--- Texto fornecido ---
★ ★ ★ ★
14 junho 2013

Fertilidade: sua vida é sua herança

Por: Fabiana Rodrigues Barbosa






Escrevo este texto mergulhada no aroma do arroz-doce a cozer na panela ao lado. O arroz integral ainda em água fervente com açúcar e canela. Água em precisa quantidade para que se coza bem macio até secar. Posso continuar escrevendo, pois em breve o som da água borbulhando deve tornar-se um pouco mais seco e estalado, me avisando que é hora de desligar o fogo. Neste momento levanto-me, junto o leite quente e os demais ingredientes, que cozinham até o ponto cremoso. Usei uma receita, mas mesmo sendo minha primeira vez não segui à risca. Criei um pouco, intuindo alguns ajustes para meu próprio paladar e benefício. Volto, sento pra continuar o texto. E me pergunto: estarei eu me transformando naquele abominável arquétipo multitarefas ou simplesmente orquestrando e nutrindo o fértil uso de múltiplas habilidades simultâneas? É sutil a diferença entre as duas atitudes: a primeira invariavelmente causa sufocamento e angústia, já que algo importante do qual fica impossível se dar conta estará provavelmente se perdendo no meio de tanto barulho. A segunda traz o bem-estar das realizações ativas, fluidas e despertas.

A TOTALIDADE É FÉRTIL
O aparentemente simples cozer do arroz-doce torna-se complexo quando percebido com mais atenção. Múltiplas habilidades são ativadas para compor um todo único e harmônico. Memória, intuição, visão, tato, audição, paladar, entre outras que poderíamos citar ao infinito. É claro que o resultado do trabalho pode ter ótimo sabor para alguns, e nem tão agradável a outros, afinalsabor vem de saber, que em cada ser constitui-se de um jeito específico. De qualquer modo, a partir de uma experiência prévia, chega-se a uma vívida e nova quando lança-se mão de uma equilibrada medida entre pulsão criativa e prudência, até que algo potente consolida sua existência no mundo e vai contagiando positivamente com mais vida tudo ao redor.
★ ★ ★ ★
--- Tarefa do exercício ---
Prossiga o texto sobre fertilidade e o preparo do arroz-doce a partir da última frase dele.

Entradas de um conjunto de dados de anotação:
★ ★ ★ ★
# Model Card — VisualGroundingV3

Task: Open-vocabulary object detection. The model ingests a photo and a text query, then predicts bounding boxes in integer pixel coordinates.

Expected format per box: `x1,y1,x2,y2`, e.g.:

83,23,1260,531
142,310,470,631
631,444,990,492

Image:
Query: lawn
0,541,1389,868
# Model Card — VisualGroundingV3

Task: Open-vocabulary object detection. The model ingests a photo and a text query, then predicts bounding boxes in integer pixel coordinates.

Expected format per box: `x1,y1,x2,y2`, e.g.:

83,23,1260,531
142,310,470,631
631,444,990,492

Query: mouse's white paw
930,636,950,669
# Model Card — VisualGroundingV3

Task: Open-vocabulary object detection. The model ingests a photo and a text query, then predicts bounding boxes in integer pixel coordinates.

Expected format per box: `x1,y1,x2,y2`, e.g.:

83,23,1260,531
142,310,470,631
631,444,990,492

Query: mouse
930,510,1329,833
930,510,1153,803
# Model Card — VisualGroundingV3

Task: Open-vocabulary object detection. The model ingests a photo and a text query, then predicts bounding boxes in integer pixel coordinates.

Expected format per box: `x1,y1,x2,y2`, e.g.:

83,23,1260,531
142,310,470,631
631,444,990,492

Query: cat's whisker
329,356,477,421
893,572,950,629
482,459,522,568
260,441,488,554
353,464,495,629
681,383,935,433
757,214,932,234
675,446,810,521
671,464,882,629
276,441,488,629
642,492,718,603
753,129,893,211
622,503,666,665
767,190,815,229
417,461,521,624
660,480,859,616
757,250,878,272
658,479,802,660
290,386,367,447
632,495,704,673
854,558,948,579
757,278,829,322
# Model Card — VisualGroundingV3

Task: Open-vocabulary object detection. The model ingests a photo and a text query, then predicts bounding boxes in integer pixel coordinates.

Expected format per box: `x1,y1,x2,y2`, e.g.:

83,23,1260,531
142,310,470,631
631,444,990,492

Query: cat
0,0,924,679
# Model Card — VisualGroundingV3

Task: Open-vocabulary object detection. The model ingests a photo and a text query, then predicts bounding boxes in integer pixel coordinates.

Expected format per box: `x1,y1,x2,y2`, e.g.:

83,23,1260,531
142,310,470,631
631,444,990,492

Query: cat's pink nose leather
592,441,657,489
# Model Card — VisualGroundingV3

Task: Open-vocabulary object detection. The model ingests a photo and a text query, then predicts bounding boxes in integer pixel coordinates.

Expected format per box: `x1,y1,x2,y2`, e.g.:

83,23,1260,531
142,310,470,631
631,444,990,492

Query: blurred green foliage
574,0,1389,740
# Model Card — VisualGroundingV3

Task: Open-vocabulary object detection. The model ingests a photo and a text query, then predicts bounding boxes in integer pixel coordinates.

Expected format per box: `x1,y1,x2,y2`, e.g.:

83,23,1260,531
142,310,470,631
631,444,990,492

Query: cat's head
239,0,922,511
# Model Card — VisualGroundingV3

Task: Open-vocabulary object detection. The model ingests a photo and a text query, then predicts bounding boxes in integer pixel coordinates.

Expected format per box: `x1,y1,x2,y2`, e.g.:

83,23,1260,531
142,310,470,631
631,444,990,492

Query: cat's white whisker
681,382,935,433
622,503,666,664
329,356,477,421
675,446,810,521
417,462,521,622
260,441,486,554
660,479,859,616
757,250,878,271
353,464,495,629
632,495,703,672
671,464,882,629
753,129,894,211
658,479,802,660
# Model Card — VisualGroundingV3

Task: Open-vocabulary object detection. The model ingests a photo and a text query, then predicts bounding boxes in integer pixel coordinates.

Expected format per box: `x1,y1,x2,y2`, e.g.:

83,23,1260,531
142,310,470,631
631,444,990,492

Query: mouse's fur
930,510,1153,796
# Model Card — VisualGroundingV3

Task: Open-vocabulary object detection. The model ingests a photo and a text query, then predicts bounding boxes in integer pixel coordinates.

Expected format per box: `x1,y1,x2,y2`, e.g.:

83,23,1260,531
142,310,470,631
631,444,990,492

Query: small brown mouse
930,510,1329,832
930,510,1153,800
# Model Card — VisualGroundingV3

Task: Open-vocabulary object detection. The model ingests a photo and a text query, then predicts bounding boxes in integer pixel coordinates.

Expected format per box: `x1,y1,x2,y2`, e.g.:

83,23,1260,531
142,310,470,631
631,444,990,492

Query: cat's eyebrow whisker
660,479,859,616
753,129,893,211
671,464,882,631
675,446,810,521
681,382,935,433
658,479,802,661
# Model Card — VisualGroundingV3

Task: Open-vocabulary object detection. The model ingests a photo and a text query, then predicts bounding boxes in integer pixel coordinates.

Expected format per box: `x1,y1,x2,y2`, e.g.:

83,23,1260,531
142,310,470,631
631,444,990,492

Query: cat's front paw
★ ★ ★ ★
--- Resposta à tarefa ---
À ideia de totalidade é dado o nome Brahman, “palavra sânscrita formada a partir da raiz brh: crescer, expandir. Designa a força vital do universo que habita todas as coisas [...]”, o poder inerente nas palavras e no ritmo das preces, o poder sagrado que conferia eficácia aos encantamentos. De acordo com Heinrich Zimmer, ‘Brahman, este encantamento ou expressão mágica, é a forma cristalizada e congelada da mais alta energia divina [...], que quando ainda não se precipitou em seu estado líquido ou etéreo, constitui o poderoso impulso que emerge do inconsciente do ser humano.’[1] No hinduísmo posterior, equivale a Shakti: energia, força, poder.”[2]
Ou seja, a força vital – Shakti – , está implícita em Brahman, mas sem discernimento não é fértil ainda. Discernimento e força vital devem caminhar juntos para a totalidade fértil.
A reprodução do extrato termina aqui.